------ TEXTO EXTRAÍDO ------

A menudo un estilo de escritura alambicado, culterano o perifrástico, o
un análisis abstruso de algún problema suele impresionar de entrada al
temerario dispuesto a leer el libro que lo contiene. Podría tratarse de una
obra genial aunque difícil, que las hay con esas características. También
podría ser que tuviera un excedente de palabras por encima de las precisas y
necesarias, que también las hay. Entonces, ¿con cuáles palabras, con cuáles
combinaciones y con qué extensión se debe escribir para que aquel osado no
arroje el libro a la basura?
No existen prohibiciones sino recomendaciones.
Pero si mañana se pusiera de moda complicar la lectura y la comprensión de un
texto estirándolo y llenándolo de metáforas o de neologismos seguramente
surgiría la demanda de lectores acorde a tal oferta.

------

● **TAREA A REALIZAR**
Indique si cada una de las siguientes afirmaciones concuerda con el texto sobre el estilo de escritura. Responda sí o no y cite literalmente las palabras del texto que lo deciden.
1. El texto sostiene que existen prohibiciones sobre cómo se debe escribir.
2. El texto admite que una obra difícil puede ser genial.
3. Según el texto, si se pusiera de moda complicar la lectura, desaparecerían los lectores.

------ MATERIAL EXTRAÍDO ------

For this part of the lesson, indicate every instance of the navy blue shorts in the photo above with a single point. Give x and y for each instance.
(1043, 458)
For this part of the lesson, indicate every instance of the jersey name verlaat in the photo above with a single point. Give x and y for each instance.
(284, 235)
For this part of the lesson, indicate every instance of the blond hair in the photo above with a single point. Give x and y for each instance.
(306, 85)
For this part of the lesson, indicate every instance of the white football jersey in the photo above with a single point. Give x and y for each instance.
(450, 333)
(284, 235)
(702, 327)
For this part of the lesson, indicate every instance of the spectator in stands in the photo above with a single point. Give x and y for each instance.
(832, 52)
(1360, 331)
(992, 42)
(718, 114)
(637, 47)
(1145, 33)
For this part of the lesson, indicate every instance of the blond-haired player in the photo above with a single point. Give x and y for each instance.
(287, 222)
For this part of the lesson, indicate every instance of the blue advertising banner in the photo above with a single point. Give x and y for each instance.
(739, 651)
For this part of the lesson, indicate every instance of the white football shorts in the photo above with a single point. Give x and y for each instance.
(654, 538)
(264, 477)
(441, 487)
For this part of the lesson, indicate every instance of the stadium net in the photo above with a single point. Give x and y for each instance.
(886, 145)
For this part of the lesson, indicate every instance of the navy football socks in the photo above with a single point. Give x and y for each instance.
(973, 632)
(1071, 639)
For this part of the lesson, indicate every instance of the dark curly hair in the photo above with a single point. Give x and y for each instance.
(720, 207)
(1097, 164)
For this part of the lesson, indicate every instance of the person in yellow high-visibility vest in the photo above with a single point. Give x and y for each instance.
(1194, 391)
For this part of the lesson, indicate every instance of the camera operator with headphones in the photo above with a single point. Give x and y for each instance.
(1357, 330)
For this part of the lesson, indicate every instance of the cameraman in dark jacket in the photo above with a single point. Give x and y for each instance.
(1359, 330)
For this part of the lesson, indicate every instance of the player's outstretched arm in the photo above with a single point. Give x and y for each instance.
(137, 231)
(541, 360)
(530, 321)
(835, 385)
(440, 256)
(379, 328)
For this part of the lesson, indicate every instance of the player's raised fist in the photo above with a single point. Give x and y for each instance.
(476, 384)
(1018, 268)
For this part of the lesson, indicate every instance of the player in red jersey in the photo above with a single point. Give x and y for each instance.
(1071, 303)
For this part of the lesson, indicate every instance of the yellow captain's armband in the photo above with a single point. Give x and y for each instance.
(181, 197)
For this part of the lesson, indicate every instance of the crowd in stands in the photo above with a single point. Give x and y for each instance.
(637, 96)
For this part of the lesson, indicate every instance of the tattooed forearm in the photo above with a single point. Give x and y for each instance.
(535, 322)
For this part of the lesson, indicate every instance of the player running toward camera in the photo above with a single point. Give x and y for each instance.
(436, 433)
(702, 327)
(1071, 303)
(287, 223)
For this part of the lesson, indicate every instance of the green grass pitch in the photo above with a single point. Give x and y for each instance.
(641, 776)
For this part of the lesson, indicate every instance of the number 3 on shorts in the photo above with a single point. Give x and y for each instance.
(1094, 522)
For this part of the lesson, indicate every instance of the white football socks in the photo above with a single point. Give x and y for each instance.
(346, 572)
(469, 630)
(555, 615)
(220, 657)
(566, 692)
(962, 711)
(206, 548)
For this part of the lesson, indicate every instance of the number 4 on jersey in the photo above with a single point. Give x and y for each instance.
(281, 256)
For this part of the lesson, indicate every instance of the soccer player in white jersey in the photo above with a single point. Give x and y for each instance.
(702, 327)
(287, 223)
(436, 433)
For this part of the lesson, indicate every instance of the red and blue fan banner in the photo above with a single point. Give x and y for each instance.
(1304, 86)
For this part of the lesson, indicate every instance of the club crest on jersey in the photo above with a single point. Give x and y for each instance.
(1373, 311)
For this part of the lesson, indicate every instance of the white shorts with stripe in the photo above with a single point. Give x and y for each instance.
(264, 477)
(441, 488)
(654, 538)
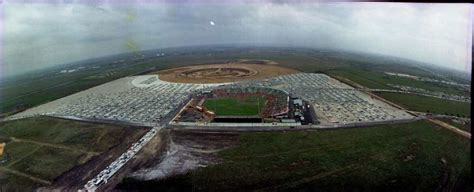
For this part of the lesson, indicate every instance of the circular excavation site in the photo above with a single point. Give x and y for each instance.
(222, 73)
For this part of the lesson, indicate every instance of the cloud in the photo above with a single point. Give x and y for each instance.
(44, 35)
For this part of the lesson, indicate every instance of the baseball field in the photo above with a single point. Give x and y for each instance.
(233, 106)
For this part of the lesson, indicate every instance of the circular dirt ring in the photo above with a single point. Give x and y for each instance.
(222, 73)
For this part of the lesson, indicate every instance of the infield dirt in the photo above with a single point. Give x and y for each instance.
(222, 73)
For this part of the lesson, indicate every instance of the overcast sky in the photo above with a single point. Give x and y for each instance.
(47, 34)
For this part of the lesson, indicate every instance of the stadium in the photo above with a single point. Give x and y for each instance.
(237, 104)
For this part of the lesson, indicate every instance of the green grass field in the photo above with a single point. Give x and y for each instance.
(42, 148)
(433, 105)
(247, 106)
(402, 157)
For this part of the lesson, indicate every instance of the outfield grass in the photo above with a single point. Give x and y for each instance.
(403, 157)
(424, 104)
(45, 147)
(247, 106)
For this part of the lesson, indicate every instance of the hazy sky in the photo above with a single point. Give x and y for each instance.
(47, 34)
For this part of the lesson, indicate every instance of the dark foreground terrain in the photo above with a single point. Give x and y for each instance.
(415, 156)
(51, 152)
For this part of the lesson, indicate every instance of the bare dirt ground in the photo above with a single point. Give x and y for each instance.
(185, 151)
(222, 73)
(75, 178)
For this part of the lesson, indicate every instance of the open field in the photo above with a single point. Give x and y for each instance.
(41, 149)
(221, 73)
(376, 79)
(429, 104)
(32, 89)
(247, 106)
(462, 126)
(415, 156)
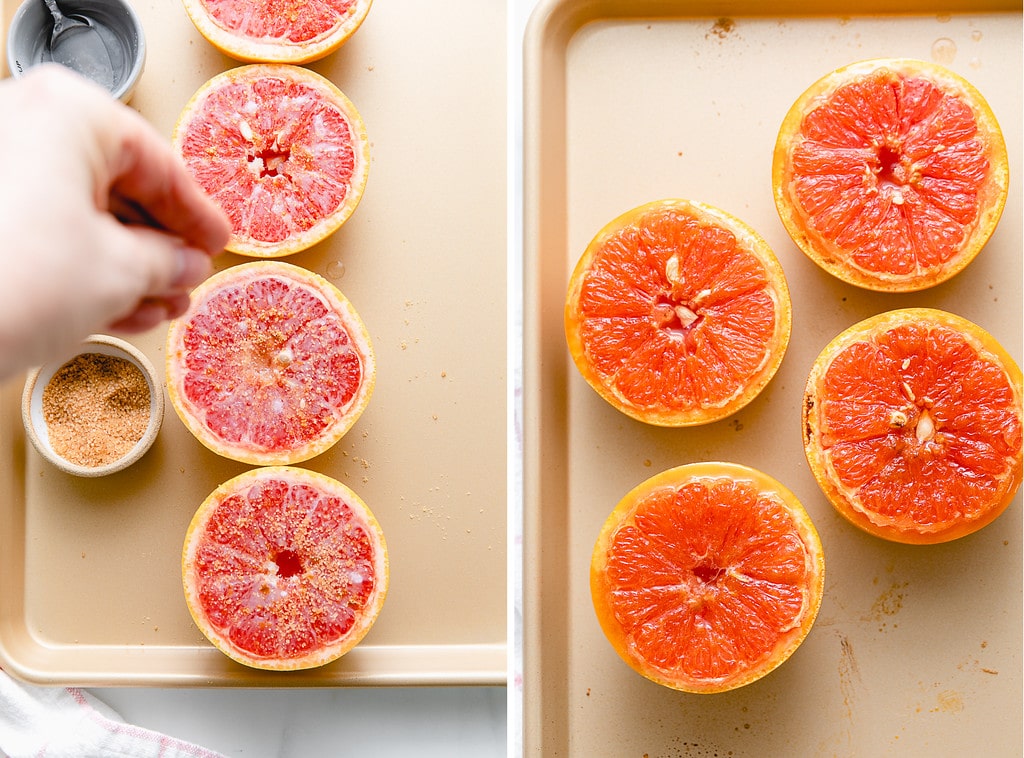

------

● **RESULTADO**
1. No: «No existen prohibiciones sino recomendaciones.»
2. Sí: «Podría tratarse de una obra genial aunque difícil, que las hay con esas características.»
3. No: «seguramente surgiría la demanda de lectores acorde a tal oferta.»